[Source records]
# # # #

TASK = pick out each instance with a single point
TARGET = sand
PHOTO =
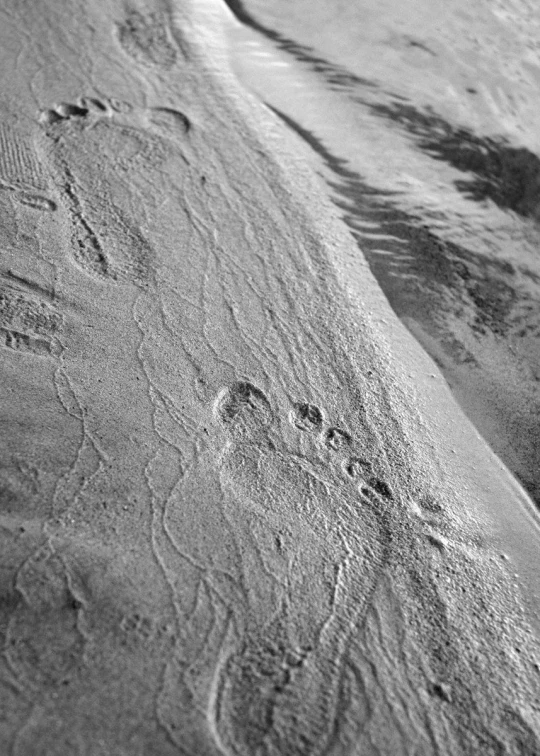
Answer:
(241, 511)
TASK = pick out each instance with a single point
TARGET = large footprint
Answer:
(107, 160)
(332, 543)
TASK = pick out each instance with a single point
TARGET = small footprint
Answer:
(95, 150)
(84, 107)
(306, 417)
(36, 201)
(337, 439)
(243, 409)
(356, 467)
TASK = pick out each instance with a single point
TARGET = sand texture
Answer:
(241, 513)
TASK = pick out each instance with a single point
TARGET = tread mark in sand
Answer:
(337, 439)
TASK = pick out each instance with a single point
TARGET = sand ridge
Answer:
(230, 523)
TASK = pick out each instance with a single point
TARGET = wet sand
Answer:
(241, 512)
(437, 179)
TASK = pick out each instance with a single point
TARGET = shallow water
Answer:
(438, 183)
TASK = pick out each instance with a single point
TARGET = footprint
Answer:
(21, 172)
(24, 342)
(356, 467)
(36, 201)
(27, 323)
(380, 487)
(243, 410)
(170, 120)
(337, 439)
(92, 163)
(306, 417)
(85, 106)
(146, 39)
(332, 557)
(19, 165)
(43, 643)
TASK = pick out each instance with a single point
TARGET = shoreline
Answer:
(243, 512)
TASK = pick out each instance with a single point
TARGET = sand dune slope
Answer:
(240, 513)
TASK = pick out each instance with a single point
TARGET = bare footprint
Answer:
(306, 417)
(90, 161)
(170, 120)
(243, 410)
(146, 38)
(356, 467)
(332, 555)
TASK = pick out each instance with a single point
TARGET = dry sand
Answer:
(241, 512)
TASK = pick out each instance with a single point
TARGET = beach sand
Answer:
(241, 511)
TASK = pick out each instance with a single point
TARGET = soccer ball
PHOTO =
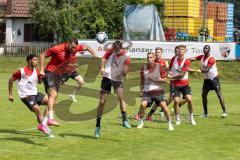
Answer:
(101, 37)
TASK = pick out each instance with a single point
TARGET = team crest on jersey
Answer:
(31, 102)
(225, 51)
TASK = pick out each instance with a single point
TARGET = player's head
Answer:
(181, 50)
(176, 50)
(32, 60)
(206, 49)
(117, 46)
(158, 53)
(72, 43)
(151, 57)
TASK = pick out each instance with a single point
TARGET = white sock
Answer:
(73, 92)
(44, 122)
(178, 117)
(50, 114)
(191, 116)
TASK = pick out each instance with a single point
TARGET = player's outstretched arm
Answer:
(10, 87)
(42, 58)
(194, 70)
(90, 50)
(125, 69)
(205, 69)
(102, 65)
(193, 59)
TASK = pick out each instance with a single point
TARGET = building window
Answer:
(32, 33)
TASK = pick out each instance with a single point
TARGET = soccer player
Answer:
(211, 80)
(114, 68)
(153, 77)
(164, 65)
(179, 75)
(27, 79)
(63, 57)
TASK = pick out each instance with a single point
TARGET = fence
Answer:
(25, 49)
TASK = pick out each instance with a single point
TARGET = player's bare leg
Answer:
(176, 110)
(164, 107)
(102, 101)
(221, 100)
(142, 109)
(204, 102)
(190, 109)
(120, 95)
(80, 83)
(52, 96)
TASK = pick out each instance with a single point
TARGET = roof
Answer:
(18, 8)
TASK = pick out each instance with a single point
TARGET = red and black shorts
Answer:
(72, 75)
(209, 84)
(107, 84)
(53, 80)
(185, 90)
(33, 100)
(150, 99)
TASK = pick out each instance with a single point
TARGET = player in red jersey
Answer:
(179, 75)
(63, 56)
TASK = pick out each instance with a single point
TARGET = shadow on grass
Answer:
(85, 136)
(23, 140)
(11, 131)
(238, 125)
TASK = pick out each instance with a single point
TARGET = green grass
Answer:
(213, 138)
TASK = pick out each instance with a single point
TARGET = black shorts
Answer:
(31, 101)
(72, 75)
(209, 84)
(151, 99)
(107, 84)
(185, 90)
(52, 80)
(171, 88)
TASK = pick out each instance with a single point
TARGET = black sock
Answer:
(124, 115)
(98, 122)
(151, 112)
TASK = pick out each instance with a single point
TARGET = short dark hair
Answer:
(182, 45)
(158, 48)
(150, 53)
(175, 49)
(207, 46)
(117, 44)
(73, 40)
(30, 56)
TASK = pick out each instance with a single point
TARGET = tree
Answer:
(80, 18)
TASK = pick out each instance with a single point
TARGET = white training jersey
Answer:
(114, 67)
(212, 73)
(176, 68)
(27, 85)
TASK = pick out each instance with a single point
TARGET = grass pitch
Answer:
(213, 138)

# # # #

= TASK DESCRIPTION =
With the images omitted, repeat all the data word for word.

= TASK OUTPUT =
TASK = pick out each instance with a single point
TARGET = sand
PHOTO =
Answer:
(241, 511)
TASK = pick out each instance with a single point
TARGET = large footprint
Answer:
(107, 160)
(332, 543)
TASK = pick out each instance with a single point
TARGET = small footprint
Answer:
(95, 150)
(84, 107)
(306, 417)
(36, 201)
(337, 439)
(243, 409)
(356, 467)
TASK = pick out each instance with a single point
TARGET = sand texture
Answer:
(241, 513)
TASK = pick out each instance with a single point
TARGET = tread mark in sand
Answer:
(337, 439)
TASK = pick out each instance with a single point
TARGET = sand ridge
Answer:
(230, 523)
TASK = pick out each instance with a single point
TARGET = wet sand
Answer:
(241, 512)
(437, 179)
TASK = pick out each instance with a single point
TARGET = shallow water
Answer:
(438, 183)
TASK = pick out each instance with a single point
TARGET = footprint
Answer:
(21, 172)
(24, 342)
(356, 467)
(36, 201)
(27, 323)
(380, 487)
(243, 410)
(170, 120)
(337, 439)
(92, 163)
(306, 417)
(85, 106)
(146, 39)
(332, 557)
(19, 165)
(43, 643)
TASK = pick out each instance with a single point
TARGET = shoreline
Answer:
(243, 512)
TASK = pick out each instance with a single point
TARGET = sand dune slope
Answer:
(240, 513)
TASK = pick out each instance with a single point
TARGET = bare footprint
Answer:
(306, 417)
(90, 161)
(170, 120)
(243, 410)
(146, 38)
(356, 467)
(332, 555)
TASK = pick out each instance with a single point
TARGET = dry sand
Answer:
(241, 512)
TASK = pick out each instance with a single point
TARGET = beach sand
Answer:
(241, 511)
TASK = pick out each instance with a single point
TARGET = soccer ball
PHOTO =
Answer:
(101, 37)
TASK = pick out each instance with a single point
TARGET = team crest on jersey
Answer:
(31, 102)
(225, 51)
TASK = pick out each instance with a single point
TARGET = player's head
Answer:
(181, 50)
(176, 50)
(32, 60)
(206, 49)
(117, 46)
(158, 53)
(72, 43)
(151, 57)
TASK = pick out each instance with a single point
TARGET = white sock
Answer:
(73, 92)
(44, 122)
(178, 117)
(50, 114)
(191, 116)
TASK = pick out each instance with a single point
TARGET = player's outstretched arm
Answer:
(10, 87)
(42, 58)
(194, 70)
(90, 50)
(125, 69)
(205, 69)
(102, 65)
(193, 59)
TASK = pick out each instance with a single point
TARGET = building window
Answer:
(32, 33)
TASK = pick out each instance with a single point
TARGET = soccer player
Answer:
(211, 80)
(114, 68)
(153, 77)
(164, 65)
(179, 75)
(27, 79)
(63, 57)
TASK = pick out each instance with a single point
TARGET = fence
Answer:
(25, 49)
TASK = pick out each instance with a single point
TARGET = player's bare leg
Answer:
(176, 110)
(164, 107)
(102, 101)
(221, 100)
(142, 109)
(204, 102)
(190, 109)
(120, 95)
(80, 83)
(52, 96)
TASK = pick out each instance with a single point
TARGET = roof
Answer:
(18, 8)
TASK = pick out each instance with a single point
TARGET = red and black shorts
Answer:
(72, 75)
(209, 84)
(107, 84)
(53, 80)
(185, 90)
(33, 100)
(150, 99)
TASK = pick out each instance with a single point
TARGET = player in red jersey
Answer:
(179, 75)
(63, 56)
TASK = pick out each instance with a single point
TARGET = shadow on grass
Answer:
(85, 136)
(23, 140)
(11, 131)
(238, 125)
TASK = pick out each instance with a single point
TARGET = green grass
Answer:
(213, 138)
TASK = pick out each instance with a single point
TARGET = black shorts
Answer:
(31, 101)
(72, 75)
(209, 84)
(151, 99)
(107, 84)
(185, 90)
(52, 80)
(171, 88)
TASK = pick out each instance with a single point
TARGET = black sock
Answer:
(124, 115)
(98, 122)
(151, 112)
TASK = pick out each instance with a single point
TARGET = short dark hair
Answer:
(182, 45)
(158, 48)
(150, 53)
(175, 49)
(207, 46)
(117, 44)
(73, 40)
(30, 56)
TASK = pick out each instance with a single point
TARGET = tree
Answer:
(80, 18)
TASK = pick out each instance with a single point
TARGET = white training jersey
Answer:
(114, 67)
(212, 73)
(176, 68)
(27, 85)
TASK = pick out each instance with a single point
TARGET = grass pitch
Answer:
(213, 138)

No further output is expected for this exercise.